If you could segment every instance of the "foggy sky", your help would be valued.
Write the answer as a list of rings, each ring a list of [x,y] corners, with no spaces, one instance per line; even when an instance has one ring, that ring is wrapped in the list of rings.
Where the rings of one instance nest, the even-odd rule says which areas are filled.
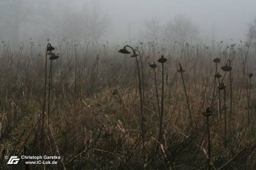
[[[129,23],[136,37],[145,20],[156,17],[164,24],[181,14],[191,18],[203,38],[211,39],[214,30],[217,40],[239,41],[256,17],[255,0],[104,0],[101,5],[112,20],[108,38],[117,42],[128,40]]]

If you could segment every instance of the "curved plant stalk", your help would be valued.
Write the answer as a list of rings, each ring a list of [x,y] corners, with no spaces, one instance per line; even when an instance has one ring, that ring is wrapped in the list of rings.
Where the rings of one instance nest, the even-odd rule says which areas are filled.
[[[52,60],[50,60],[50,71],[49,74],[49,85],[48,85],[48,122],[47,123],[49,124],[50,123],[50,100],[51,98],[51,86],[52,82]]]
[[[185,92],[185,95],[186,96],[186,102],[187,102],[187,108],[188,109],[188,112],[189,113],[189,119],[190,119],[190,126],[191,126],[191,127],[193,127],[193,120],[192,119],[192,115],[191,115],[190,107],[190,105],[189,105],[189,102],[188,100],[188,96],[187,95],[187,91],[186,89],[186,86],[185,85],[185,82],[184,81],[184,78],[183,78],[183,72],[185,71],[182,69],[182,67],[181,66],[181,65],[180,64],[180,63],[179,63],[179,65],[180,65],[180,69],[178,70],[178,72],[180,72],[180,74],[181,76],[181,80],[182,81],[182,84],[183,85],[184,91]]]
[[[227,148],[227,105],[226,102],[226,89],[224,89],[224,147]]]

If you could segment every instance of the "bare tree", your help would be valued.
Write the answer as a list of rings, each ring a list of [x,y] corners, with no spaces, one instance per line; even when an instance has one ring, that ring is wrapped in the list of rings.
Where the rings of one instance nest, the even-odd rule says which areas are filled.
[[[3,38],[4,35],[13,45],[19,42],[21,30],[28,25],[39,24],[37,16],[42,14],[42,0],[4,0],[0,2],[0,20]],[[28,27],[29,28],[29,27]]]
[[[148,41],[154,40],[158,43],[162,33],[159,20],[154,17],[150,20],[145,21],[144,26],[145,29],[143,36]]]
[[[185,41],[197,40],[199,31],[191,19],[184,15],[177,15],[166,25],[165,36],[172,41],[178,41],[180,44]]]

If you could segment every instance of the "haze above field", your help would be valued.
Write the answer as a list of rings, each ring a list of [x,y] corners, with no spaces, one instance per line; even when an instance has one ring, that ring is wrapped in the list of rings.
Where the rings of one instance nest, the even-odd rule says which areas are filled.
[[[79,1],[78,2],[84,2]],[[197,25],[203,37],[239,41],[246,38],[248,24],[256,16],[256,1],[247,0],[109,0],[101,1],[112,20],[109,37],[113,41],[128,39],[129,23],[134,37],[143,23],[153,17],[164,24],[175,15],[184,14]]]
[[[4,1],[0,2],[0,39],[17,44],[30,38],[113,43],[150,41],[156,37],[145,39],[145,23],[153,20],[157,39],[174,41],[172,29],[168,35],[162,33],[170,21],[182,16],[186,19],[177,30],[188,20],[201,40],[214,37],[218,41],[237,41],[246,39],[248,24],[256,17],[255,7],[254,0]],[[197,32],[179,34],[189,41],[188,35]]]

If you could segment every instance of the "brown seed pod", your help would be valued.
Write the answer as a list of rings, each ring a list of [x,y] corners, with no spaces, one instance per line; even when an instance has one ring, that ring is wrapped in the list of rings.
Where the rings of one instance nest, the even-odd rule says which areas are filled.
[[[164,57],[164,56],[162,55],[161,56],[161,58],[159,59],[157,61],[161,63],[164,63],[167,61],[167,59]]]
[[[124,54],[131,54],[131,53],[128,50],[127,50],[125,48],[125,47],[124,47],[123,48],[120,50],[118,51],[118,52],[119,52],[120,53]]]
[[[226,86],[224,85],[224,83],[220,83],[219,86],[218,86],[218,88],[221,90],[225,89],[225,88]]]
[[[178,72],[185,72],[185,70],[182,68],[182,67],[181,66],[181,64],[180,64],[180,63],[179,63],[179,65],[180,65],[180,69],[178,69],[177,71]]]
[[[55,48],[52,46],[50,43],[49,43],[49,45],[47,46],[47,51],[51,52],[53,50],[54,50]]]

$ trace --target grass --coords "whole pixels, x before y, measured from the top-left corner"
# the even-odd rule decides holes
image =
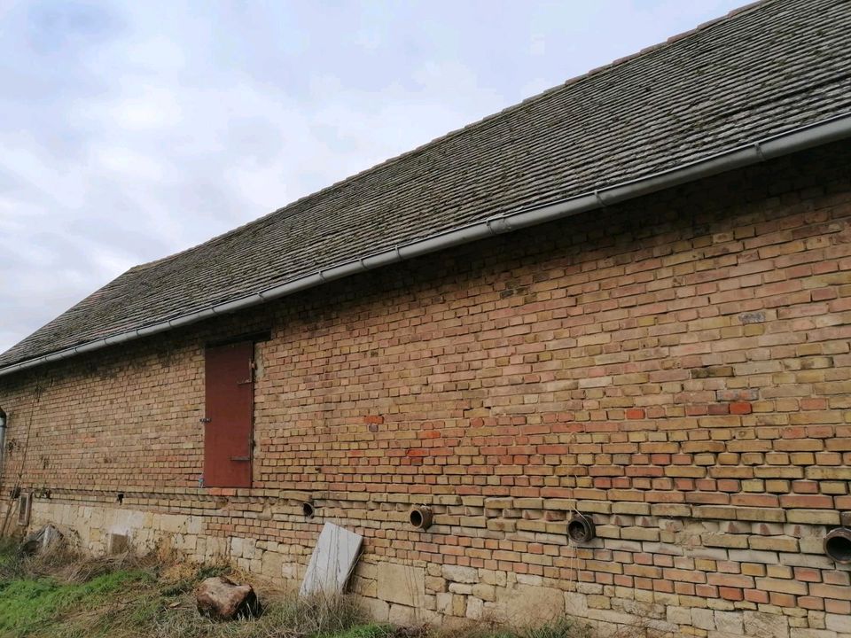
[[[226,565],[182,565],[168,556],[84,559],[60,550],[23,556],[0,540],[0,637],[16,638],[587,638],[558,620],[522,632],[479,623],[452,631],[370,623],[348,596],[260,592],[259,618],[214,622],[193,591]],[[236,580],[246,579],[239,574]]]

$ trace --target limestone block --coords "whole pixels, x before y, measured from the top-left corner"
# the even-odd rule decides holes
[[[394,625],[415,625],[417,624],[417,610],[413,607],[405,607],[404,605],[390,605],[390,616],[388,620]]]
[[[691,625],[691,610],[688,607],[668,607],[666,610],[666,618],[675,625]]]
[[[479,582],[479,571],[474,567],[443,565],[443,578],[453,582],[472,584]]]
[[[379,564],[376,580],[381,600],[409,607],[422,604],[426,595],[426,571],[422,567],[386,561]]]
[[[736,611],[715,611],[715,626],[727,634],[742,633],[742,615]]]
[[[364,598],[361,604],[369,617],[378,622],[387,622],[390,619],[390,605],[377,598]]]
[[[785,616],[761,611],[743,612],[745,634],[754,638],[788,638],[789,623]]]
[[[509,622],[535,625],[563,616],[565,595],[552,587],[516,585],[500,589],[496,602]]]
[[[467,618],[472,619],[473,620],[478,620],[481,618],[481,615],[485,609],[484,601],[481,598],[476,598],[475,596],[470,596],[467,598]]]
[[[584,618],[588,612],[588,600],[584,594],[565,593],[565,612],[568,616]]]

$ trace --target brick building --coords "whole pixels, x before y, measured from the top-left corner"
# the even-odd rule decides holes
[[[394,620],[851,636],[849,33],[759,4],[131,268],[0,356],[3,507],[293,580],[335,521]]]

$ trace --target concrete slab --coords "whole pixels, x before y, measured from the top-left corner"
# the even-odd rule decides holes
[[[342,592],[360,556],[363,542],[363,537],[360,534],[333,523],[325,523],[310,556],[300,594]]]

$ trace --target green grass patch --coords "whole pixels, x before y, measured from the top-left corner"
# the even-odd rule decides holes
[[[66,549],[29,557],[0,540],[0,638],[589,638],[558,620],[527,630],[486,621],[441,630],[370,623],[347,596],[300,598],[259,593],[259,618],[214,622],[194,589],[226,565],[185,569],[179,561],[86,559]],[[169,575],[170,574],[170,575]]]
[[[131,584],[149,580],[144,572],[117,571],[85,583],[60,583],[51,578],[15,579],[0,582],[0,635],[57,635],[51,626],[64,613],[92,609]]]

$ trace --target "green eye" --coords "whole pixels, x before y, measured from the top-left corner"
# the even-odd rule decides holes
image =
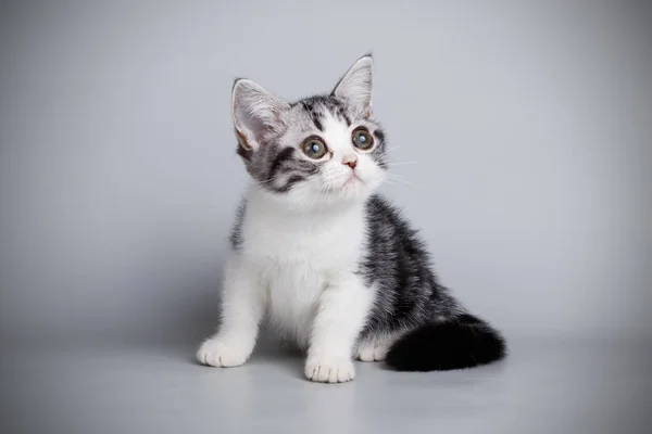
[[[351,135],[351,141],[355,148],[363,151],[368,150],[374,145],[374,138],[364,127],[355,128],[353,130],[353,133]]]
[[[316,137],[311,137],[303,142],[302,145],[303,153],[311,158],[319,159],[326,154],[326,145],[322,141],[322,139]]]

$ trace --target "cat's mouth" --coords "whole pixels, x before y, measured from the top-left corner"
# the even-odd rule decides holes
[[[358,183],[364,183],[362,178],[360,178],[356,174],[351,174],[347,182],[339,188],[340,191],[346,191],[353,188]]]

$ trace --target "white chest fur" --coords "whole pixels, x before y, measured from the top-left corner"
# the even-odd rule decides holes
[[[354,272],[365,235],[362,204],[327,213],[288,213],[248,199],[241,254],[260,276],[273,327],[305,346],[324,288]]]

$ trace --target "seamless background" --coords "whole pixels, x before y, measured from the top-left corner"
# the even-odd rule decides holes
[[[444,284],[510,339],[651,337],[650,10],[2,2],[3,342],[192,348],[247,181],[233,79],[296,99],[367,51],[384,191]]]

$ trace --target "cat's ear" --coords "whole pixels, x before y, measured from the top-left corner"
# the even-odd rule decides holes
[[[283,128],[280,114],[290,105],[254,81],[240,78],[231,90],[231,115],[240,146],[256,151],[269,132]]]
[[[339,80],[331,95],[346,100],[363,117],[372,116],[374,61],[371,54],[360,58]]]

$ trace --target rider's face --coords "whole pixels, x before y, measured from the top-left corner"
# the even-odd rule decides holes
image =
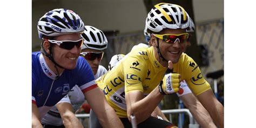
[[[82,50],[82,52],[102,52],[100,50],[91,49],[85,49]],[[98,59],[98,58],[96,58],[93,60],[86,59],[88,63],[90,64],[92,71],[93,72],[93,75],[95,75],[98,71],[98,69],[99,68],[99,63],[100,62],[100,59]]]
[[[181,34],[185,32],[184,29],[164,29],[160,35],[164,34]],[[184,51],[185,42],[179,42],[176,40],[174,43],[167,43],[159,39],[159,48],[161,53],[167,60],[171,60],[173,63],[177,63],[182,52]]]
[[[56,41],[77,41],[81,38],[79,33],[63,35],[55,37]],[[52,56],[56,63],[66,69],[76,68],[76,62],[79,57],[81,48],[74,47],[70,50],[66,50],[54,44],[52,48]]]

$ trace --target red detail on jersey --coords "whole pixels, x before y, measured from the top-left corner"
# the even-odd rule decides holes
[[[179,95],[181,95],[183,93],[183,92],[184,92],[184,90],[181,88],[180,88],[179,91],[178,92]]]
[[[33,100],[32,100],[32,104],[34,104],[35,105],[36,105],[36,101]]]
[[[91,86],[90,86],[89,87],[86,87],[86,89],[83,89],[83,90],[82,90],[82,91],[83,92],[83,93],[85,93],[91,90],[92,90],[92,89],[94,89],[96,87],[98,87],[98,85],[97,85],[97,84],[95,84],[93,85],[92,85]]]

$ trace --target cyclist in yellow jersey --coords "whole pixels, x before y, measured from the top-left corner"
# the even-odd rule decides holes
[[[217,126],[223,127],[223,106],[194,61],[183,53],[190,37],[186,33],[192,22],[188,15],[178,5],[160,3],[155,7],[146,19],[152,46],[132,50],[96,82],[126,127],[131,126],[127,120],[132,114],[139,127],[171,126],[150,115],[164,95],[178,91],[181,79],[187,82]],[[167,67],[176,73],[165,75]]]

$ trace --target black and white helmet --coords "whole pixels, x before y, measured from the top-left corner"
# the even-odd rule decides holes
[[[91,26],[85,26],[81,34],[84,38],[82,50],[92,49],[102,50],[107,48],[107,39],[102,31]]]
[[[154,7],[149,12],[146,19],[146,26],[150,30],[154,32],[165,28],[191,30],[190,24],[193,21],[183,7],[166,3],[158,4]]]
[[[39,38],[43,35],[57,36],[80,33],[84,31],[84,23],[80,17],[71,10],[56,9],[46,13],[38,21]]]

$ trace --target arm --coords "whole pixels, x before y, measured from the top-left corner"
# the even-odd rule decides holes
[[[187,93],[180,98],[202,127],[216,127],[208,112],[193,93]]]
[[[40,116],[38,109],[36,104],[32,103],[32,127],[43,128],[40,122]]]
[[[124,127],[114,109],[109,105],[103,91],[98,87],[84,94],[103,127]]]
[[[167,122],[169,122],[169,120],[167,119],[164,114],[161,111],[161,110],[158,106],[157,106],[157,107],[156,107],[156,109],[154,109],[154,111],[153,111],[153,112],[152,113],[151,116],[157,118],[158,118],[157,116],[159,116],[161,117],[163,120],[166,120]]]
[[[144,98],[143,93],[139,91],[134,90],[126,93],[125,102],[129,120],[131,120],[130,117],[132,113],[135,116],[138,124],[146,120],[163,97],[164,95],[159,93],[158,86]]]
[[[224,107],[216,99],[211,89],[197,96],[200,102],[209,112],[216,125],[220,128],[224,127]]]
[[[62,102],[56,104],[56,107],[60,114],[65,127],[83,127],[75,115],[71,104]]]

● ● ● ●

The task:
Copy out every line above that contains the word "green".

Solution for this task:
$ trace --target green grass patch --coords "whole pixels, x before y, measured from the top-left corner"
$ trace --target "green eye" --coords "whole pixels, x before y, measured from the top-left corner"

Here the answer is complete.